EXERCISE REQUIREMENTS
Reproduce everything from the start of the material down to the line containing "[[950, 371]]", both ends included, with every point coordinate in the answers scaled by 1.05 and rounded to whole numbers, halves up. Leave all other lines and numbers unchanged.

DATA EXTRACT
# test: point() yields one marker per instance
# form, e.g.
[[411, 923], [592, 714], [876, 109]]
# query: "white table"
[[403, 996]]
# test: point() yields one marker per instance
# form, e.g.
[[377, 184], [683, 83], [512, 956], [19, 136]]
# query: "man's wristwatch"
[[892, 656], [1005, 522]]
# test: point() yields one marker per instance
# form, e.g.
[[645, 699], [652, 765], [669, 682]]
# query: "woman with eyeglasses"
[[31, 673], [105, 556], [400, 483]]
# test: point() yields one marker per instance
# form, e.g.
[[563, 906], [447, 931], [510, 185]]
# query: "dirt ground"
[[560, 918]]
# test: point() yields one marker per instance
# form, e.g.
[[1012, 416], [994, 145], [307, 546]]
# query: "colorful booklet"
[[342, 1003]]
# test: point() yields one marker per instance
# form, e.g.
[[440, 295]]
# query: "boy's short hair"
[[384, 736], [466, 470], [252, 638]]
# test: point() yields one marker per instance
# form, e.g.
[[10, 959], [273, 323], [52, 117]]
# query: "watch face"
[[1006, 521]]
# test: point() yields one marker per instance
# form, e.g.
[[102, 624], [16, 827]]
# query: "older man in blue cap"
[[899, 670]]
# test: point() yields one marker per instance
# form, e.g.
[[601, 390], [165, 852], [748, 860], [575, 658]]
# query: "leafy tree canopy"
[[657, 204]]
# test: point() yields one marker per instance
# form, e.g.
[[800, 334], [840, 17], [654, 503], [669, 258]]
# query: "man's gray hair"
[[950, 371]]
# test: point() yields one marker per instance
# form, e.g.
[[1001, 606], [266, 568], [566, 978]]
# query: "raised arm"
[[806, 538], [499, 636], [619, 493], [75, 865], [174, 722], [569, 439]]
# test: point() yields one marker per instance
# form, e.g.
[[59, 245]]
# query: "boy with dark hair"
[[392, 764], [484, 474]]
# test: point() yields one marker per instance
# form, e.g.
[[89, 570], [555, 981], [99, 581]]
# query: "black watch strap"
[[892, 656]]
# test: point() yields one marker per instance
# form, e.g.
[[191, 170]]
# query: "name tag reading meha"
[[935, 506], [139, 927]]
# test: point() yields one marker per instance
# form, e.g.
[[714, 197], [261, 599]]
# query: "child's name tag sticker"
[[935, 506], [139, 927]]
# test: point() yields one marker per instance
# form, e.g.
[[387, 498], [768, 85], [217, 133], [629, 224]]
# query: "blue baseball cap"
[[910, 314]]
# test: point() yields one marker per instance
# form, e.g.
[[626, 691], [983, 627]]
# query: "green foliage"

RESULT
# test: point() yields one marker per instance
# form, e.g.
[[411, 923], [592, 714], [876, 109]]
# query: "white table"
[[423, 1046]]
# test: point() yields one marker per instance
# form, e.g.
[[377, 184], [683, 83], [512, 956], [19, 136]]
# query: "man's wristwatch"
[[937, 689], [1055, 548]]
# test: point() yields one marker per instance
# form, e.g.
[[645, 699], [652, 765], [669, 682]]
# query: "woman with eyeglasses"
[[33, 707], [110, 584], [420, 507]]
# test: point() yields one marker per instance
# form, e.g.
[[563, 906], [447, 931], [510, 185]]
# query: "dirt ground"
[[588, 964]]
# test: point() yields one marker per instance
# form, e.g.
[[1012, 416], [994, 145], [307, 546]]
# query: "colorful booklet"
[[359, 1053]]
# test: point() yields one marker per instance
# form, e.g.
[[440, 295]]
# query: "boy's short hair"
[[403, 773], [489, 494], [265, 670]]
# test: point() yields one marker per instance
# form, e.g.
[[10, 959], [273, 323], [52, 117]]
# query: "watch face"
[[1056, 547]]
# test: point() yields one marker per instance
# form, e.g.
[[102, 624], [16, 827]]
# query: "older man in blue cap"
[[944, 704]]
# test: point() yields one marker per instance
# form, e.g.
[[601, 390], [165, 852], [748, 860], [575, 658]]
# query: "leafy tree canopy"
[[690, 214]]
# test: point() yields one marker per instance
# form, e.g.
[[800, 334], [840, 17], [654, 503], [669, 258]]
# query: "man's gray hair"
[[998, 390]]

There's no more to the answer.